* **OBJECTIVE**: Pick out every row below that contains the word "dark", and copy each of those rows in full.

(Part of a data file)
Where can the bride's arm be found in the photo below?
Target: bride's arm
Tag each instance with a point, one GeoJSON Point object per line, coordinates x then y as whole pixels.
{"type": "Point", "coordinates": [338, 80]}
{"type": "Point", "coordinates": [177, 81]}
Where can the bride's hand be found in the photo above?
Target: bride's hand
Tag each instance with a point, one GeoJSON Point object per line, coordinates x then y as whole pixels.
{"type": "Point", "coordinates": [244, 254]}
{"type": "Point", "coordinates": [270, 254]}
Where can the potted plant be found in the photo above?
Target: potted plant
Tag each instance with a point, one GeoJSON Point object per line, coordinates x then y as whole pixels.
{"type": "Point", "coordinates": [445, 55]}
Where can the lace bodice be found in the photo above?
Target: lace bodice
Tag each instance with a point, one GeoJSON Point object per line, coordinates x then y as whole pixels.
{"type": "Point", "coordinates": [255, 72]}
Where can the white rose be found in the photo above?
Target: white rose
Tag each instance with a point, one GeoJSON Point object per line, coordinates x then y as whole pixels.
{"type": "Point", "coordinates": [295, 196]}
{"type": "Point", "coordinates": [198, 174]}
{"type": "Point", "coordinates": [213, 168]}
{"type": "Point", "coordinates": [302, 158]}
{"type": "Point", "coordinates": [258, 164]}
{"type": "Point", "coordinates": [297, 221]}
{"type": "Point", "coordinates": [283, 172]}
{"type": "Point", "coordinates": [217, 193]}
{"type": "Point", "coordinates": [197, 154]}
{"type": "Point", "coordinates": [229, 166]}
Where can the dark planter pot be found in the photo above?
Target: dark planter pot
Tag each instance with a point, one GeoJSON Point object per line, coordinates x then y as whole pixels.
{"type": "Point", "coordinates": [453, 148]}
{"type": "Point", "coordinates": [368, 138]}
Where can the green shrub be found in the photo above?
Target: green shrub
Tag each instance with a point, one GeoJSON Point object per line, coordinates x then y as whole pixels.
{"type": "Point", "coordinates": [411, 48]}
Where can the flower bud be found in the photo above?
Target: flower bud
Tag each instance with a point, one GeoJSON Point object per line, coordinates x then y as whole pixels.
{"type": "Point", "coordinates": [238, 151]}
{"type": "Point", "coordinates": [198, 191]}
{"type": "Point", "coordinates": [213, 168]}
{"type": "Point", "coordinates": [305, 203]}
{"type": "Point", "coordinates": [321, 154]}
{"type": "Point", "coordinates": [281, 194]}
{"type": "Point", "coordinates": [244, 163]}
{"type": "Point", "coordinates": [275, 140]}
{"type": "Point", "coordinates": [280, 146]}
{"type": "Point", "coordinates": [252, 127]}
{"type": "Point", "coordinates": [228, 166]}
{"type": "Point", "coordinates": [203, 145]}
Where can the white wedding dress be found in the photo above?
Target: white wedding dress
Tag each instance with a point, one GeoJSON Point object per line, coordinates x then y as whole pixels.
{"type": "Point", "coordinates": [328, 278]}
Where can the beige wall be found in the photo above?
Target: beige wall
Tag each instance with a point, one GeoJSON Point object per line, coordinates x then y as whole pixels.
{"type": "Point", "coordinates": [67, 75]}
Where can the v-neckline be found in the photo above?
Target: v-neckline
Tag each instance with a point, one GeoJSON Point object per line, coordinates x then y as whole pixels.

---

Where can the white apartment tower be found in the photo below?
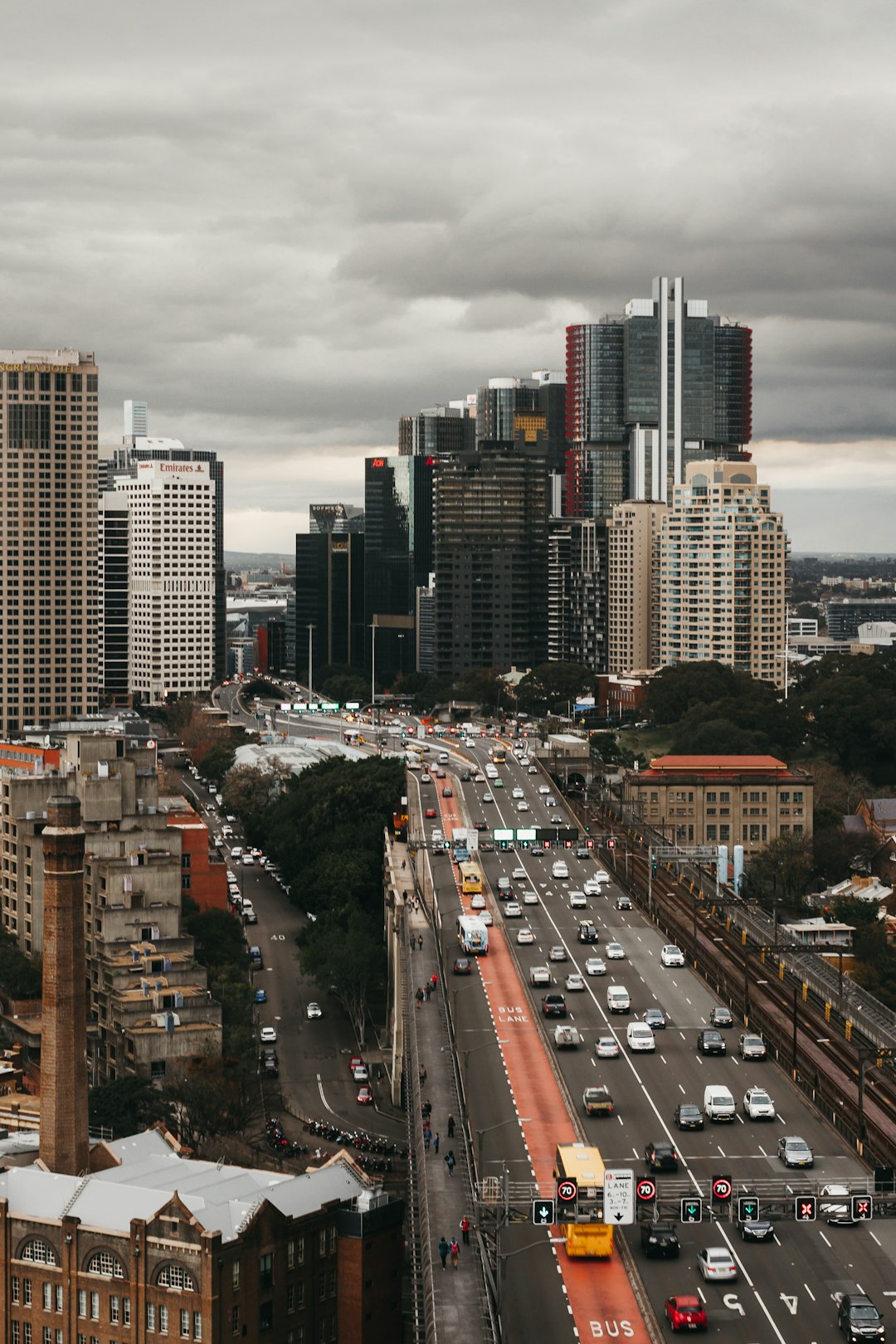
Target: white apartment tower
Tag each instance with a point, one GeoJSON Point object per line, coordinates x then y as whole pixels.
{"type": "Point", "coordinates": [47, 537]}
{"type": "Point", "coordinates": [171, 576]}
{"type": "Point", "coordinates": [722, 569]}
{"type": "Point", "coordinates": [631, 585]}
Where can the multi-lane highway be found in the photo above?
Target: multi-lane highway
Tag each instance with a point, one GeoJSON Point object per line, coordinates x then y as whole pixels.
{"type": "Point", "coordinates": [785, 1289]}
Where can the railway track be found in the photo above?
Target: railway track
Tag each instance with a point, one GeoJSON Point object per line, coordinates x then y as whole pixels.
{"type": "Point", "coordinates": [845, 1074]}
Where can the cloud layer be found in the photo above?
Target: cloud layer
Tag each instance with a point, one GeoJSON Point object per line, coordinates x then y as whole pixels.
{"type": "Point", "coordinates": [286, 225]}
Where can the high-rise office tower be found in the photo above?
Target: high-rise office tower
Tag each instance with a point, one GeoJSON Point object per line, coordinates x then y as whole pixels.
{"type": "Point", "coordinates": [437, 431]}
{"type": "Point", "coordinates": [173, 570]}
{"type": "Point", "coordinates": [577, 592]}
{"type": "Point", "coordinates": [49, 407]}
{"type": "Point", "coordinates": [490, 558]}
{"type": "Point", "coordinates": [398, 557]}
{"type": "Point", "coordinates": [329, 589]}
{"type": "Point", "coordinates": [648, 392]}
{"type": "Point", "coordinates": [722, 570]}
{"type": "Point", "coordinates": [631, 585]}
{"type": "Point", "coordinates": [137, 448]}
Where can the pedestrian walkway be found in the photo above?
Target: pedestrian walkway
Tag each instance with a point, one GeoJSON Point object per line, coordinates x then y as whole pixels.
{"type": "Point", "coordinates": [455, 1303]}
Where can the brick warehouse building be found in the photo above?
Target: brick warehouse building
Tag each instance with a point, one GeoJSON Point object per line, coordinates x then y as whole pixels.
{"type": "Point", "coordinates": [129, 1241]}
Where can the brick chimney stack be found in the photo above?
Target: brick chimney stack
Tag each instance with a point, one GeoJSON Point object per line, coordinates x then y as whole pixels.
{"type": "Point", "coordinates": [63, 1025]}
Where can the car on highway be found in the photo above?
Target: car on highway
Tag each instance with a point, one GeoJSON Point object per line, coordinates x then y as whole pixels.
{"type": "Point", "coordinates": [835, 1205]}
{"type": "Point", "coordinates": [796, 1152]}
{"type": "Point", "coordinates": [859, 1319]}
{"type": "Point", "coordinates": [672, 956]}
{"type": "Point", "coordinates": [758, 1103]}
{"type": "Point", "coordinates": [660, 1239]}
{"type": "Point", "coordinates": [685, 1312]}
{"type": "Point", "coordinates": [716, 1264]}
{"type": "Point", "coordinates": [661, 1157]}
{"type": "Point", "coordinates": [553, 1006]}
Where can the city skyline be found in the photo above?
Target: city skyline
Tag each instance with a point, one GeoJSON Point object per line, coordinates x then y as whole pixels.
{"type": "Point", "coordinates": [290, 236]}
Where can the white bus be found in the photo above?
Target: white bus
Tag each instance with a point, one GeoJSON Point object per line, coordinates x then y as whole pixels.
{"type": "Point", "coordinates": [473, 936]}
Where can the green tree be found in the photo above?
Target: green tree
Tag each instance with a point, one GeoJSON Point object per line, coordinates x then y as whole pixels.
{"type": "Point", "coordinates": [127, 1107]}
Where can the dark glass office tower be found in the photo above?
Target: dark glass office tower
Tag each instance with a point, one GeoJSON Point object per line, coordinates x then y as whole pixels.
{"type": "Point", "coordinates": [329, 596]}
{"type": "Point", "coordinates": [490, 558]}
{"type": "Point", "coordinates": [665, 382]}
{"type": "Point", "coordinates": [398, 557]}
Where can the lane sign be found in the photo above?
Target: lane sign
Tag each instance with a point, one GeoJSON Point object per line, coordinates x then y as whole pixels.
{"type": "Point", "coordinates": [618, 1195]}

* **RESULT BELOW**:
Where can the dark planter pot be found in the photo above?
Target: dark planter pot
Where can the dark glass office tower be found in the photo above?
Target: dark glass office tower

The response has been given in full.